§ **EXERCISE AIM**
Extract the lines of the listing below, beginning with the line that contains "Target: stone chimney" and continuing through the line that contains "138 21 L 131", and reproduce them word for word.

Some records
-----

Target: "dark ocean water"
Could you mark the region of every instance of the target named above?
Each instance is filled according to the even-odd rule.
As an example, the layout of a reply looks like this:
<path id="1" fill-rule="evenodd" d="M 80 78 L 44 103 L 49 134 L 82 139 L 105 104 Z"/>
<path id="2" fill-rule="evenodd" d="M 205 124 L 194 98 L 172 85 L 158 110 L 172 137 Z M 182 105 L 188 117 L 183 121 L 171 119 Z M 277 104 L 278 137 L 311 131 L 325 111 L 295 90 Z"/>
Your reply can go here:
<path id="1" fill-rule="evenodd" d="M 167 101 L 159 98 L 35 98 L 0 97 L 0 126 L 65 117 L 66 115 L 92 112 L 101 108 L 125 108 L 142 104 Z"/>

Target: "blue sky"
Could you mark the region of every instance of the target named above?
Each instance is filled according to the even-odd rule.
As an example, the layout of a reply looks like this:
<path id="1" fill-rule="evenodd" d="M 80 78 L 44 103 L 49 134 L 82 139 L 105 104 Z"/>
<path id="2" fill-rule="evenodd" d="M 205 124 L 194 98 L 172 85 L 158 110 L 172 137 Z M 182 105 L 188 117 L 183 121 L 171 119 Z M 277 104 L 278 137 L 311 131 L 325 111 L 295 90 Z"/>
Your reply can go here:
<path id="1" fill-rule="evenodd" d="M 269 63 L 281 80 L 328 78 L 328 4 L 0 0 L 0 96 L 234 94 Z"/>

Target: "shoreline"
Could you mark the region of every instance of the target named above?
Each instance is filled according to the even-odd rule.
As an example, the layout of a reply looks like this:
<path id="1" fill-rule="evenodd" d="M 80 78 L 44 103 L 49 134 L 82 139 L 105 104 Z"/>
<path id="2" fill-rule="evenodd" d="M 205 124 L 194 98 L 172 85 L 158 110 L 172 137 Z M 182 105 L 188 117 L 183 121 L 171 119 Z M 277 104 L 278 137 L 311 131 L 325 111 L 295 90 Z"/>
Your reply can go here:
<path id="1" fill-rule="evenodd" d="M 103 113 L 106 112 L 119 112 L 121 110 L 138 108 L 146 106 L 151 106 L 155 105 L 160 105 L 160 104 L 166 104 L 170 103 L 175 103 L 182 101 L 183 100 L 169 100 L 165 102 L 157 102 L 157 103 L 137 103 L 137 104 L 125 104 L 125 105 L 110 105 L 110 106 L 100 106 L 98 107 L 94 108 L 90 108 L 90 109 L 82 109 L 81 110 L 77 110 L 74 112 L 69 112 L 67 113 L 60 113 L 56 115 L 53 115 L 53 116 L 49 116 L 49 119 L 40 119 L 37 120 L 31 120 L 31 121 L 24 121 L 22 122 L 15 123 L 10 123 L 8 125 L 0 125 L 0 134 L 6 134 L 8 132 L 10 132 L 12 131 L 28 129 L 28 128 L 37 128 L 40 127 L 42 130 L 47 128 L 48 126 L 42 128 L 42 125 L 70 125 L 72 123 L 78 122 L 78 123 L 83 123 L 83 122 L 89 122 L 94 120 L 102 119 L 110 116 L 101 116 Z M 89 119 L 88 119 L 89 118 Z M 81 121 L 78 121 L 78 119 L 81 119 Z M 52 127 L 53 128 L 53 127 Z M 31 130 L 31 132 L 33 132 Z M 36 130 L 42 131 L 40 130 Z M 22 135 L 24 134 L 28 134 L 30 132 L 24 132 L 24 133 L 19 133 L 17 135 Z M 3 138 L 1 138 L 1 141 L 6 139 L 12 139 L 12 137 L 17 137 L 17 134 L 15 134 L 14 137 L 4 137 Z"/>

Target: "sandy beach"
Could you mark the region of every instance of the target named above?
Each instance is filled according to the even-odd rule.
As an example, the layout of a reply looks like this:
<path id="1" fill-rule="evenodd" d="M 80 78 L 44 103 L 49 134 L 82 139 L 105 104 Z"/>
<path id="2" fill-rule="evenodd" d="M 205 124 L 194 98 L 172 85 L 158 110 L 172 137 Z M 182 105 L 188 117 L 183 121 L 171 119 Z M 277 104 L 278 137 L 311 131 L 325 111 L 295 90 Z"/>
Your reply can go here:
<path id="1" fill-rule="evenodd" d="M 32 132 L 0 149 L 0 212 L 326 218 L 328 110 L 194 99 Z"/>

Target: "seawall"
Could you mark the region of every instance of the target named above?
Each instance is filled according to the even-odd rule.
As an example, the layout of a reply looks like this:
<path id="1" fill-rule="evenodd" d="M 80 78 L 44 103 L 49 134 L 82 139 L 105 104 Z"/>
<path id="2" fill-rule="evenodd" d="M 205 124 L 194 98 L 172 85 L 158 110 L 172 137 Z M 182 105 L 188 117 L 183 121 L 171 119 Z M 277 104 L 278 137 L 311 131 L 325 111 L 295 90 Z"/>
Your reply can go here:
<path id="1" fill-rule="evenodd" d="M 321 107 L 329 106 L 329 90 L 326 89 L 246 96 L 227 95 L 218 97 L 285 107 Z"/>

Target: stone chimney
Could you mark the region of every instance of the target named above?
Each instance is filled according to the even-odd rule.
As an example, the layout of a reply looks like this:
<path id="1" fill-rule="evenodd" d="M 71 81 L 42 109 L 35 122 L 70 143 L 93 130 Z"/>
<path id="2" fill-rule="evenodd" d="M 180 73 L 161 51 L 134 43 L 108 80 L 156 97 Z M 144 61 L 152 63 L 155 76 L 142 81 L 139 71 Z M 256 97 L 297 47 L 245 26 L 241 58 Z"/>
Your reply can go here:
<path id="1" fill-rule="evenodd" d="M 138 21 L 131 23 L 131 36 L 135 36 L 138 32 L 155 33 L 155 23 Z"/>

-----

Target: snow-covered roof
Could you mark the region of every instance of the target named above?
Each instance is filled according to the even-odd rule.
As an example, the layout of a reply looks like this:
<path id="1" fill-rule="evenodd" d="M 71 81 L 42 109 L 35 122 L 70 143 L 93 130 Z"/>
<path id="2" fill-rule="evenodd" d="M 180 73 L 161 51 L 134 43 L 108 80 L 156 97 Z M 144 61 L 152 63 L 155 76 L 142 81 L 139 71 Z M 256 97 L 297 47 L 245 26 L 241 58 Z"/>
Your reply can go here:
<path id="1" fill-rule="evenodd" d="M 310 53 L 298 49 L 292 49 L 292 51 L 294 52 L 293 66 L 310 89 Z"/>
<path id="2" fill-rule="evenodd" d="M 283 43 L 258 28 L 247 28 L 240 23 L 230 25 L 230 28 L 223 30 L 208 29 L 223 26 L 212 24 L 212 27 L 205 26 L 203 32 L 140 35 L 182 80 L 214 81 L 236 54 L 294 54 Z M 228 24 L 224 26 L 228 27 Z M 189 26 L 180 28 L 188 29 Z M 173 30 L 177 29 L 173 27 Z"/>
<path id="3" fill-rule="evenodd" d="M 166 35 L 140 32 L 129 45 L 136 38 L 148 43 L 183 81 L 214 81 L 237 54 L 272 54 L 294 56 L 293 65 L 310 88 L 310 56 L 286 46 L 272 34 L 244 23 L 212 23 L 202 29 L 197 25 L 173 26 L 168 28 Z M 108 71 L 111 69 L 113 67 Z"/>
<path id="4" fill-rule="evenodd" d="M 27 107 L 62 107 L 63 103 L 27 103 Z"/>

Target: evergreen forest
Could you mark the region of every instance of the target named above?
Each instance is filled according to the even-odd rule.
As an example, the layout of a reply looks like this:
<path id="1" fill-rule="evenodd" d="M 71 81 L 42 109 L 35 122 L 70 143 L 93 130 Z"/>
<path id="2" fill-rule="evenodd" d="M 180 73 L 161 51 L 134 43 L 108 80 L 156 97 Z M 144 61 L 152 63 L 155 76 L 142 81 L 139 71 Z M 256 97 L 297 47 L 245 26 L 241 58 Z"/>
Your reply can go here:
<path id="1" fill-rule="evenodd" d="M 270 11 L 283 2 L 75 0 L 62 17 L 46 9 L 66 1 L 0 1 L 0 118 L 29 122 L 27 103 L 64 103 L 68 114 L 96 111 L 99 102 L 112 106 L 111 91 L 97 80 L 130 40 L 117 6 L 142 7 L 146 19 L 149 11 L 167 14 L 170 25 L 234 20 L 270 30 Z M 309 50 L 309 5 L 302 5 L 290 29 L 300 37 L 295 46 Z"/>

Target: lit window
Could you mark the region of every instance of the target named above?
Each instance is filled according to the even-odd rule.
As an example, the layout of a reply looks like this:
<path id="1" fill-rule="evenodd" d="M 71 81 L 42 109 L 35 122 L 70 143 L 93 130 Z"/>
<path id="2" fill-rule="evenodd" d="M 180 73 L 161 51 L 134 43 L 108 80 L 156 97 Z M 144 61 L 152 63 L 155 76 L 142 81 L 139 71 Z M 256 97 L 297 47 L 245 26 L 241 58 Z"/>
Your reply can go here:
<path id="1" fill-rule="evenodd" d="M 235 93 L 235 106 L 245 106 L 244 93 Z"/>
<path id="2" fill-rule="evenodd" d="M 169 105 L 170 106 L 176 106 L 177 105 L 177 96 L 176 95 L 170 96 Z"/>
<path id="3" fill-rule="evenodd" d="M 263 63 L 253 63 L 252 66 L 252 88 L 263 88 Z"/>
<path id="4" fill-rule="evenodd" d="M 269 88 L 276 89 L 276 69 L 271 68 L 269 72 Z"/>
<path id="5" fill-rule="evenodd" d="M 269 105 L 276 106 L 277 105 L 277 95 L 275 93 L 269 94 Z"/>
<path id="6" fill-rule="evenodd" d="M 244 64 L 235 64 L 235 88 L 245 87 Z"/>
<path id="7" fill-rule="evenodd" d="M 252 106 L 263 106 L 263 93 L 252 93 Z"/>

-----

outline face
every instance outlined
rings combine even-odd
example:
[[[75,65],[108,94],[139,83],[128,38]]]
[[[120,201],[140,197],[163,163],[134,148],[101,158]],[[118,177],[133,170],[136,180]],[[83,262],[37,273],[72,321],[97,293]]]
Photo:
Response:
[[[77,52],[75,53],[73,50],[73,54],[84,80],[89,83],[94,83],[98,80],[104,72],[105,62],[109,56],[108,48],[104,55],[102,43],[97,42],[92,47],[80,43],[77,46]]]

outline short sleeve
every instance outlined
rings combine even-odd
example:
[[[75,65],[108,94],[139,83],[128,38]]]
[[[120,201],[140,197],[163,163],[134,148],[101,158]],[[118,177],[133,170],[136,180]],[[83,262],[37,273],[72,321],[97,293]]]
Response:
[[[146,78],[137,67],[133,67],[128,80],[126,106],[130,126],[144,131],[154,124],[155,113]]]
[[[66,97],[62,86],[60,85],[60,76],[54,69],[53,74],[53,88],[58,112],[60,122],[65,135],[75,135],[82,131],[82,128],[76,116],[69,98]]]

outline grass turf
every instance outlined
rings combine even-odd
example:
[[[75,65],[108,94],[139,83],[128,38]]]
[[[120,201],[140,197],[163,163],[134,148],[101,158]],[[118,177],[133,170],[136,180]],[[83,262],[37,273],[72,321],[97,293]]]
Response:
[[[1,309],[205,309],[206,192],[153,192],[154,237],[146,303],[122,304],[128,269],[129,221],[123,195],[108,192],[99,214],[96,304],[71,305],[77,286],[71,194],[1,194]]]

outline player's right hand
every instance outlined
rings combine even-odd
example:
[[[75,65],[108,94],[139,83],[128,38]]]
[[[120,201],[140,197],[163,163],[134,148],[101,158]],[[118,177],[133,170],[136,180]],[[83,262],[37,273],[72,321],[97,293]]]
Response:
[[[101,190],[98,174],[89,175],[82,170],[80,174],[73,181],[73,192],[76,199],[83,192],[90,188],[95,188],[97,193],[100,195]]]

-----

§ **EXERCISE RESPONSE**
Target: stone chimney
Could you mark the region of every instance of the target named above?
Each instance is filled according to the even-odd rule.
As an example, the layout of a reply looks like this:
<path id="1" fill-rule="evenodd" d="M 71 81 L 42 109 L 35 122 L 70 143 L 93 130 Z"/>
<path id="2" fill-rule="evenodd" d="M 180 73 L 161 51 L 134 43 L 108 80 L 156 97 Z M 144 61 L 152 63 L 155 76 L 142 81 L 139 71 Z M 256 97 L 297 47 L 245 26 L 241 58 Z"/>
Your reply can go here:
<path id="1" fill-rule="evenodd" d="M 138 21 L 131 23 L 131 36 L 135 36 L 138 32 L 155 33 L 155 23 Z"/>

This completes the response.